- [TASK INSTRUCTIONS]
A – Answer these questions from the excerpt on immigration lobbying, one answer per line marked to match:
(i) What kind of workers does the American Horse Council use on a temporary basis at breeding farms and training facilities?
(ii) What dollar value does the excerpt give for the horse industry?
(iii) Which visas does the League of American Orchestras care about most?
B – Can you output the records between the lines holding "of the gold" and "<point>449,129</point>", inclusive, as a two-column CSV with the columns request and answer? Give one row per request, put each field in double quotes, and replace line breaks with spaces.

You may not expect to find lobbyists focused on immigration issues in Baltimore this weekend at the Pimlico Race Course, home to the Preakness Stakes. But the American Horse Council is lobbying Congress on immigration reform.

“Well, immigration has been an interest for a long, long time,” Jay Hickey says. He’s the group’s president.

The American Horse Council represents horse owners’ interests in Washington. The horse industry is worth $102 billion, and low-skilled workers from overseas are an important part of that.

“We use H-2A agricultural workers on a temporary basis on our breeding farms and our training facilities,” Hickey says.

Those visas are limited, and his group wants more of them. According to Hickey, these workers do jobs that are specialized and physical. Try as horse owners may — and they do try, Hickey notes — there aren’t many Americans who are willing do those jobs.

“You just can’t find them,” he says. “And if you can find them, they don’t want to do it, or they’re not qualified to do it.”

You’ll also find lobbyists focused on immigration issues in concert halls.

“Just like music is everywhere in our lives, it also shows up in all kinds of places in national policy,” says Heather Noonan, the League of American Orchestras’ vice president for advocacy.

Noonan says her group cares the most about what are called O&P visas, for soloists, “the non-immigrant, temporary work visas required to bring those artists into the United States to perform.”

It is her job, she says, to make sure visas for those performers are available.

“When the curtain goes up at 7:00 on Friday, the artist needs to be there, and the audience is expecting that they’ll be there.”

The League of American Orchestras is lobbying to make that visa process as efficient, affordable, and accessible as possible.

- [RAW DATA]
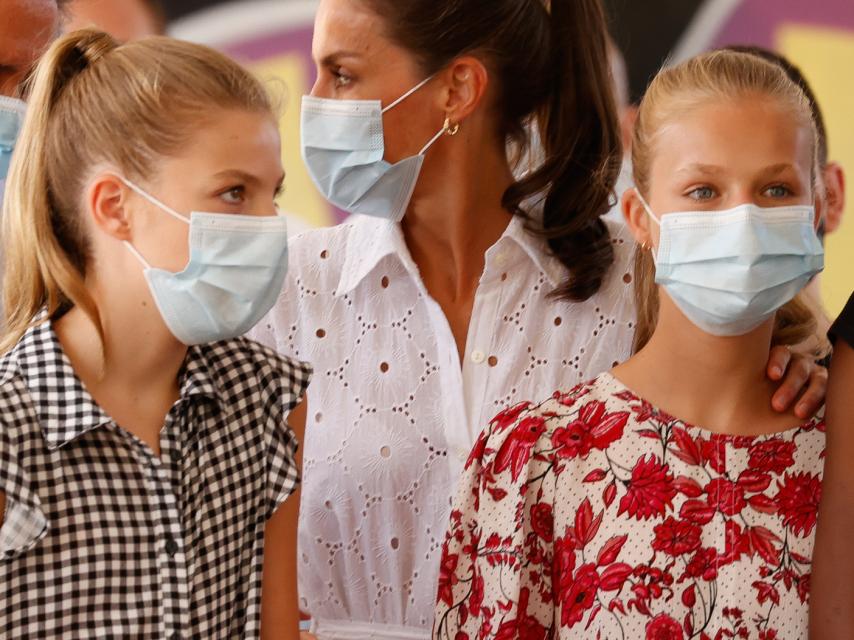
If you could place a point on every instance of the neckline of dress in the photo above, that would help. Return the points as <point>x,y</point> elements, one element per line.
<point>788,433</point>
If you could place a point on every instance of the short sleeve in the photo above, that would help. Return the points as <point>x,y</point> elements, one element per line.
<point>283,475</point>
<point>843,328</point>
<point>24,522</point>
<point>496,565</point>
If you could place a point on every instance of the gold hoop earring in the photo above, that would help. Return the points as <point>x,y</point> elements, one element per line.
<point>449,129</point>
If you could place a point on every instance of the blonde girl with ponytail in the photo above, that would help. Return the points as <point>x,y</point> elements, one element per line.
<point>145,458</point>
<point>666,498</point>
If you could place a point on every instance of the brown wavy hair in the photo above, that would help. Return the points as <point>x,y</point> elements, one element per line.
<point>550,63</point>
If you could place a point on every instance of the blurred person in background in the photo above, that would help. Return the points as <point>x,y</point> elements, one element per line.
<point>832,609</point>
<point>125,20</point>
<point>626,115</point>
<point>26,29</point>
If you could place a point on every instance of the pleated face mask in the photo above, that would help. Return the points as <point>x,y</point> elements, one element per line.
<point>343,147</point>
<point>12,113</point>
<point>235,273</point>
<point>729,271</point>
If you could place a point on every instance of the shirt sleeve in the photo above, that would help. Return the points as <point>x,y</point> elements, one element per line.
<point>495,571</point>
<point>283,475</point>
<point>24,523</point>
<point>843,328</point>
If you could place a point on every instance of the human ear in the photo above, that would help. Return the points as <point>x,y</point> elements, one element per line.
<point>637,218</point>
<point>834,182</point>
<point>106,203</point>
<point>467,81</point>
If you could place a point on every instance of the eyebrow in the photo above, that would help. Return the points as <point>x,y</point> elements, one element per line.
<point>246,177</point>
<point>699,167</point>
<point>777,169</point>
<point>331,59</point>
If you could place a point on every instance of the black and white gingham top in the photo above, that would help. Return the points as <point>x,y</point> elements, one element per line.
<point>101,538</point>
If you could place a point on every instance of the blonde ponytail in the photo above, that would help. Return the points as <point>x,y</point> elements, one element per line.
<point>44,253</point>
<point>93,102</point>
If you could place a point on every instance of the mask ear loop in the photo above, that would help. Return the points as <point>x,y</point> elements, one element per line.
<point>136,254</point>
<point>156,203</point>
<point>653,218</point>
<point>407,94</point>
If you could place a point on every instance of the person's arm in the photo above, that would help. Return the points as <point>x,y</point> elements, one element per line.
<point>279,597</point>
<point>832,586</point>
<point>802,380</point>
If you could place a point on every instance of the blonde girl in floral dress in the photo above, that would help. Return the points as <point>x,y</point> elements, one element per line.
<point>665,499</point>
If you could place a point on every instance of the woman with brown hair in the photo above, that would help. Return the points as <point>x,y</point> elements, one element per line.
<point>459,289</point>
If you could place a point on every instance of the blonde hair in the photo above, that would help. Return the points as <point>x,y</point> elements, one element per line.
<point>91,102</point>
<point>714,76</point>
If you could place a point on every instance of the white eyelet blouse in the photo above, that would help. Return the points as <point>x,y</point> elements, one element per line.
<point>393,415</point>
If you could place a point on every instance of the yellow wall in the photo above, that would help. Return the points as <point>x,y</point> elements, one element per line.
<point>826,57</point>
<point>286,77</point>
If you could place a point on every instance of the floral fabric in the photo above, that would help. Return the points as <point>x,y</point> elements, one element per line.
<point>596,515</point>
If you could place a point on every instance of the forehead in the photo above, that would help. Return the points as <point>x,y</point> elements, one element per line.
<point>347,25</point>
<point>738,134</point>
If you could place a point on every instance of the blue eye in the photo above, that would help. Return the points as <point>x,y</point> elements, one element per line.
<point>702,193</point>
<point>341,78</point>
<point>778,191</point>
<point>235,195</point>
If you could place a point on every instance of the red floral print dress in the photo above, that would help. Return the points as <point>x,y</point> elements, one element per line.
<point>596,515</point>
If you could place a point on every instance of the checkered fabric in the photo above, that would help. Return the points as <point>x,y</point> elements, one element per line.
<point>103,538</point>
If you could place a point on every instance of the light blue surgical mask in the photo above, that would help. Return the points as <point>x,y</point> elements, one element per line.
<point>236,270</point>
<point>12,113</point>
<point>343,147</point>
<point>729,271</point>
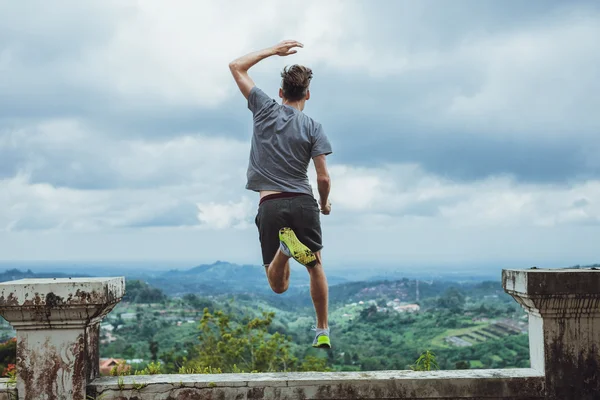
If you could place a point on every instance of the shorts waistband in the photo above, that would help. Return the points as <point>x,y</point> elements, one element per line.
<point>283,195</point>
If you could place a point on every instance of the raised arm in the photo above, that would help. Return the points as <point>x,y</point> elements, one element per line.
<point>323,183</point>
<point>239,67</point>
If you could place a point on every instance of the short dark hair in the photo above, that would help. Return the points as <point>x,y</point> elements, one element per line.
<point>295,81</point>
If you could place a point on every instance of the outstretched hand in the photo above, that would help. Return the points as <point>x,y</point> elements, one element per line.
<point>286,48</point>
<point>326,208</point>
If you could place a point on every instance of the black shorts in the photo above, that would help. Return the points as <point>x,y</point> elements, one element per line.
<point>301,213</point>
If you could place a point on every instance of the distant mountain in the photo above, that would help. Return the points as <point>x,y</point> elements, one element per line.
<point>225,277</point>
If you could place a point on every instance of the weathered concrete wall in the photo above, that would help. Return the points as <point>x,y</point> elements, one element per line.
<point>7,391</point>
<point>564,328</point>
<point>517,384</point>
<point>57,324</point>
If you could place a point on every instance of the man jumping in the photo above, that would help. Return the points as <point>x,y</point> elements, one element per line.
<point>284,141</point>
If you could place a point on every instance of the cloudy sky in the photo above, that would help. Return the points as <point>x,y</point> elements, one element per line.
<point>464,132</point>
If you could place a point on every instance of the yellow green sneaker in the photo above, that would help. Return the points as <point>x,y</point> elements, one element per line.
<point>322,338</point>
<point>295,248</point>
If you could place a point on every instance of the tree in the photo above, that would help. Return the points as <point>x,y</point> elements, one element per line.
<point>153,349</point>
<point>245,346</point>
<point>425,362</point>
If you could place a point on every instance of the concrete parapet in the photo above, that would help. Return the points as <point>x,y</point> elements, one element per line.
<point>57,324</point>
<point>564,327</point>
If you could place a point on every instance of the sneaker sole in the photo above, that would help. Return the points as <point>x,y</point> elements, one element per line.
<point>299,251</point>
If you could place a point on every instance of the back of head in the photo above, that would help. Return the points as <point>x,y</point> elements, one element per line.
<point>295,81</point>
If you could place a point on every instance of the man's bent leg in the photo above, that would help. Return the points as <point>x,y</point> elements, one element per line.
<point>278,272</point>
<point>319,292</point>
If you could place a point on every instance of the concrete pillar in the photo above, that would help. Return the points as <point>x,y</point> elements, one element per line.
<point>564,327</point>
<point>57,323</point>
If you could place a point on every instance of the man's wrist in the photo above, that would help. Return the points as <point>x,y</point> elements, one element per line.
<point>269,51</point>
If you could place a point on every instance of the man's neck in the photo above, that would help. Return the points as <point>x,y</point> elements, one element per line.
<point>298,105</point>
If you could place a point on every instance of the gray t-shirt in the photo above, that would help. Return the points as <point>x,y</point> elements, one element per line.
<point>283,143</point>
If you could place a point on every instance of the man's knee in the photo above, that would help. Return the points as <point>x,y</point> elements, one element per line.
<point>279,288</point>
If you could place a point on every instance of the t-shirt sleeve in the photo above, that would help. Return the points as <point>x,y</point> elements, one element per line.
<point>320,143</point>
<point>258,100</point>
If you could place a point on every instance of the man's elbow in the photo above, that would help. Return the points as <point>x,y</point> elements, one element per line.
<point>234,66</point>
<point>324,180</point>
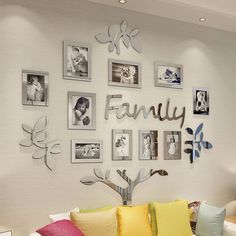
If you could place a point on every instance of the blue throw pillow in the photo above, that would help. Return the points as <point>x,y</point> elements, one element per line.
<point>210,220</point>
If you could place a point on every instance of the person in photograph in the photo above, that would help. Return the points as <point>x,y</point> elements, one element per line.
<point>121,146</point>
<point>147,146</point>
<point>88,151</point>
<point>127,75</point>
<point>34,89</point>
<point>81,111</point>
<point>201,104</point>
<point>77,61</point>
<point>172,146</point>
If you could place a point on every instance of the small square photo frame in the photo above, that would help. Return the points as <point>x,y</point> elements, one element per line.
<point>81,110</point>
<point>77,61</point>
<point>148,145</point>
<point>34,88</point>
<point>124,73</point>
<point>121,145</point>
<point>201,101</point>
<point>168,75</point>
<point>172,145</point>
<point>86,151</point>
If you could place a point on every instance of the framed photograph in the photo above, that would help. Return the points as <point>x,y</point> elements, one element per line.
<point>77,61</point>
<point>81,110</point>
<point>168,75</point>
<point>124,73</point>
<point>172,145</point>
<point>34,88</point>
<point>148,145</point>
<point>86,151</point>
<point>201,101</point>
<point>121,145</point>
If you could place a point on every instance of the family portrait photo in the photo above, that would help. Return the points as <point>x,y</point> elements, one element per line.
<point>148,145</point>
<point>121,145</point>
<point>81,110</point>
<point>34,88</point>
<point>86,151</point>
<point>77,61</point>
<point>201,101</point>
<point>124,73</point>
<point>172,145</point>
<point>168,75</point>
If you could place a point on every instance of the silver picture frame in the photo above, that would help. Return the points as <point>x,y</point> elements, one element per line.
<point>121,145</point>
<point>201,101</point>
<point>172,145</point>
<point>76,60</point>
<point>148,145</point>
<point>34,88</point>
<point>81,110</point>
<point>168,75</point>
<point>124,73</point>
<point>86,151</point>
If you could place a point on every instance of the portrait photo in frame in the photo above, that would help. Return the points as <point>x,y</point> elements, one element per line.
<point>34,88</point>
<point>168,75</point>
<point>201,101</point>
<point>172,145</point>
<point>121,145</point>
<point>124,73</point>
<point>81,110</point>
<point>148,145</point>
<point>76,61</point>
<point>86,151</point>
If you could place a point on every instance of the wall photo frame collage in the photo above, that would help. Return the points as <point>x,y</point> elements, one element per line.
<point>82,104</point>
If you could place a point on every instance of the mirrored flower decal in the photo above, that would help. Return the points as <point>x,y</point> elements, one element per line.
<point>197,143</point>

- [SOLUTIONS PER TASK]
A –
(i) H-2A agricultural workers
(ii) $102 billion
(iii) O&P visas, for soloists

B –
request,answer
"If you could place a point on every instance of the gold hoop earring in the photo above, that would help. Return the points as <point>x,y</point> elements, one element per line.","<point>449,129</point>"